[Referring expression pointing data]

==========

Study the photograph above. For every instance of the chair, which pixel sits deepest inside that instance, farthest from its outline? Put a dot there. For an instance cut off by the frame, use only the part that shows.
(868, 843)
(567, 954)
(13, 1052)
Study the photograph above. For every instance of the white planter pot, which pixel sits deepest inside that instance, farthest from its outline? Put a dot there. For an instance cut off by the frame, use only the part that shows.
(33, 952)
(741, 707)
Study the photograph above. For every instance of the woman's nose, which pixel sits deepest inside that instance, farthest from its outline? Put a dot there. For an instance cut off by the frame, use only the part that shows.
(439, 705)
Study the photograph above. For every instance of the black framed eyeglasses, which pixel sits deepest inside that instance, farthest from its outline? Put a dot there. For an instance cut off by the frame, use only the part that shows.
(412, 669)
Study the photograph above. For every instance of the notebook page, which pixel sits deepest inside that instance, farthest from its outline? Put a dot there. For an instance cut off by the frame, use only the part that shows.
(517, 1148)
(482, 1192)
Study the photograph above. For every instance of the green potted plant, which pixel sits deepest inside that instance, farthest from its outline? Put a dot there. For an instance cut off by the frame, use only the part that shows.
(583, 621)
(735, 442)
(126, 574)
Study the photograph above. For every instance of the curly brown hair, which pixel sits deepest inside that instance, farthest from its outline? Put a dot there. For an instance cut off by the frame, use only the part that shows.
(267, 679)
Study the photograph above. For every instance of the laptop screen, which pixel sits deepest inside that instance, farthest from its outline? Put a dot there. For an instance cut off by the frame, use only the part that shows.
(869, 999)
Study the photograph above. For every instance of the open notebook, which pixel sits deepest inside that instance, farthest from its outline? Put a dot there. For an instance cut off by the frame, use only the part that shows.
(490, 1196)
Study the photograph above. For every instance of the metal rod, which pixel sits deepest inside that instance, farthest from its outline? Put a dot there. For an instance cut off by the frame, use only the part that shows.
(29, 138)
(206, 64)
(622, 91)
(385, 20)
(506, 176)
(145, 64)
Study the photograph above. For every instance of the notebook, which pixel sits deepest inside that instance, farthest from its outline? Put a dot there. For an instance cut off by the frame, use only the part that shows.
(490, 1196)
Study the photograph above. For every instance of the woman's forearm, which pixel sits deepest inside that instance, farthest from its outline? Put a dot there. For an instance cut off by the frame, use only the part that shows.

==========

## WHAT IS REQUIRED
Please write out the records from above, keeping every line exact.

## RESPONSE AREA
Study the photograph above. For every instance of the chair, which pixel sits deepest inside that instance, farthest from its outline? Put a dot there. For an instance cut off by the frame, use only the part that shows.
(868, 843)
(567, 954)
(13, 1052)
Study the photograph above. For every instance of the white planter pot, which pixel sits deepest inside that instance, farthest from its outline? Put a dot there. For an instance cut off by the frame, use only the part that shows.
(33, 952)
(741, 707)
Study the photograph above. For every instance of the woman's nose, which pixel sits deepest inside that instance, farthest from its outline? Put a dot there. For an instance cut off by the frame, use only the part that shows.
(439, 705)
Study the photograph above. For every instance of the black framed eyeglasses, which pixel sits deepest inside that instance, farthest from its outline? Put a dot there. For an instance cut off by the frame, use only the part that shows.
(412, 669)
Study the photograph above. For every instance of the notebook page, which pixel sits deepest inside that instance, farthest from its outline? Put a dot there. For an instance cut off by the frame, use only the part that shows.
(517, 1148)
(482, 1192)
Study the photograph above. For every instance of the green potted plant, which pixel sits deepest inside that instance, farthest from its outline? Put a dot there. For an instance cut off by the frame, use only the part that shows.
(583, 621)
(735, 442)
(126, 574)
Study the photograph above. For every instance of the curly brown hair, which pixel sits deepest inside that instance, farthest from its outline? Put a dot there. For an instance cut off by the frame, use only the part that shows.
(267, 679)
Study the photograph above. For every instance of the laptop screen, which pixel sits deepest inside that instance, farthest from its outline? Put a dot there. For an instance cut off by the frame, use only the part that shows.
(869, 999)
Study the photograph above. For every instance of the open notebook, which pixel sits deepest inside that instance, farthest from its outline? Put a dot there. For an instance cut off by the frame, use only the part that shows.
(490, 1196)
Study the photograph above. For every instance of the metal rod, which pixel sits deepest inside that instance, farthest from its outline? Put a dot there. For an instance cut off by the frame, use only the part that shows.
(29, 138)
(206, 64)
(622, 91)
(385, 20)
(506, 176)
(145, 64)
Study the photograph above. For every instance of the notebook, which pixel sits deepest inside that instance, farthest from its outline? Put a dot there. For an instance cut off by the frame, use only the part that shows.
(490, 1196)
Study the photograph above. For every instance of the woman's forearm, which pixel sits deepest inside that instance, farthest from its outline? Put a dot there. For an instance cut off by the frame, use only the part that shows.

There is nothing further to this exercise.